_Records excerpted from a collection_

[Start of section]

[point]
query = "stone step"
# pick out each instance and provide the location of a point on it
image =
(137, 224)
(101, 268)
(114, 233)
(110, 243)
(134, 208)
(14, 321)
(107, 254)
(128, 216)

[End of section]

_Your goal_
Some lines above contain the word "point". Copy each of them.

_Worked solution_
[point]
# pick out each instance and provide the location of a point on it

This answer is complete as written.